Tasks for this exercise:
**a)** In the Saint-Jean River text, rewrite the passage starting at "The Saint-Jean River, Usasumekw, Patamo" and ending at "village of Rivière-Saint-Jean.", changing "rugged terrain" to "rough terrain".
**b)** Decide whether each statement agrees with the Saint-Jean River text. Answer yes or no for each and quote the deciding words. (i) The river's mouth lies 160 km east of Sept-Îles. (ii) The river rises in the northeast of Labrador. (iii) The Magpie watershed borders the river basin to the east.

Text block section start

Physical characteristics
- Mouth: Gulf of St. Lawrence
- • coordinates: 50°17′00″N 64°20′04″W﻿ / ﻿50.283333°N 64.334444°W
- • elevation: 0 metres (0 ft)
- Length: 240 kilometres (150 mi)
- Basin size: 6,000 square kilometres (2,300 sq mi)

= Saint-Jean River (Minganie) =

The Saint-Jean River, Usasumekw, Patamo (Traditional indigenous variants), Rivière Saint-Jean (French), is a salmon river that flows from north to south, emptying into the Gulf of St. Lawrence, in Rivière-Saint-Jean municipality, Minganie RCM, Côte-Nord, Quebec, Canada.

Sport fishing for Atlantic salmon in the waters of the Saint-Jean River dates back over 150 years.

==Natural Territory==

The Saint-Jean River rises at about 500 m above sea level in the southwest of Labrador. It runs through rugged terrain for 240 km to the Gulf of St. Lawrence. Its mouth is 160 km east of Sept-Îles, in Rivière-Saint-Jean Municipality, Minganie RCM. At its mouth the river is crossed by Quebec Route 138, then flows past the village of Rivière-Saint-Jean.

The river basin covers 5600 km2, is bordered to the northeast by the Romaine watershed, to the east by the Mingan watershed, to the west by the Magpie watershed and a small section to the northwest by Labrador.

Text block section end
Source information section start

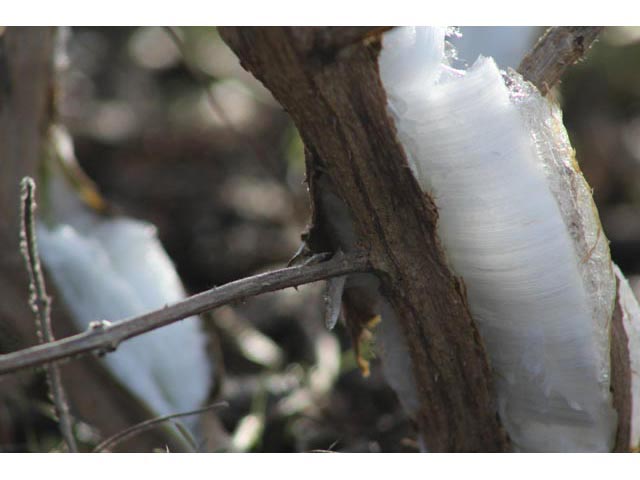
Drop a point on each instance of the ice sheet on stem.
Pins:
(113, 268)
(488, 149)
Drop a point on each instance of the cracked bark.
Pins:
(337, 101)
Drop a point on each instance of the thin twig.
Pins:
(41, 305)
(149, 424)
(554, 53)
(103, 336)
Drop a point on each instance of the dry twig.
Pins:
(148, 424)
(103, 336)
(41, 305)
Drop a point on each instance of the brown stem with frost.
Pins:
(105, 337)
(556, 50)
(336, 99)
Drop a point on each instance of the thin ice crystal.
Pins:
(531, 252)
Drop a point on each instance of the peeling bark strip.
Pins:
(554, 53)
(621, 375)
(339, 107)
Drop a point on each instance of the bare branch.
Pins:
(41, 305)
(148, 424)
(105, 336)
(554, 53)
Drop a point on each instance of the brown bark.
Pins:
(339, 106)
(556, 50)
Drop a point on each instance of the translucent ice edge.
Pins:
(488, 158)
(116, 269)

Source information section end

Written answers:
**a)**
The Saint-Jean River, Usasumekw, Patamo (Traditional indigenous variants), Rivière Saint-Jean (French), is a salmon river that flows from north to south, emptying into the Gulf of St. Lawrence, in Rivière-Saint-Jean municipality, Minganie RCM, Côte-Nord, Quebec, Canada.

Sport fishing for Atlantic salmon in the waters of the Saint-Jean River dates back over 150 years.

==Natural Territory==

The Saint-Jean River rises at about 500 m above sea level in the southwest of Labrador. It runs through rough terrain for 240 km to the Gulf of St. Lawrence. Its mouth is 160 km east of Sept-Îles, in Rivière-Saint-Jean Municipality, Minganie RCM. At its mouth the river is crossed by Quebec Route 138, then flows past the village of Rivière-Saint-Jean.

**b)**
(i) Yes: "Its mouth is 160 km east of Sept-Îles"
(ii) No: "rises at about 500 m above sea level in the southwest of Labrador"
(iii) No: "to the east by the Mingan watershed, to the west by the Magpie watershed"